** start Given information **

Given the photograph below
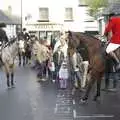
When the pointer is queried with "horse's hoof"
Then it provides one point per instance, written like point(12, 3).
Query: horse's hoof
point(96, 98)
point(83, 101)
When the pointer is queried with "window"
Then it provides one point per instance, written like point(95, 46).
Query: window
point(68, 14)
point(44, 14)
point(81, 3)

** end Given information **
** start Given information **

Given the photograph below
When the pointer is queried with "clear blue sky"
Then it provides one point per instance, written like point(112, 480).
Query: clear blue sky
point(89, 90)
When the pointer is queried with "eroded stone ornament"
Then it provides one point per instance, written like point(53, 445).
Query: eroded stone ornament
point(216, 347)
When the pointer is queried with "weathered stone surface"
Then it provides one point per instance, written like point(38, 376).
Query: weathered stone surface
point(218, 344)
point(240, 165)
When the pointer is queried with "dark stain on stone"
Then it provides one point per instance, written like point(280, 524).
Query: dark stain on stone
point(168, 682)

** end Given information **

Directions for this task. Locate every line in the records above that contains the word "clear" and copy each of those lines.

Final result.
When the pointer is queried with "clear blue sky"
Query: clear blue sky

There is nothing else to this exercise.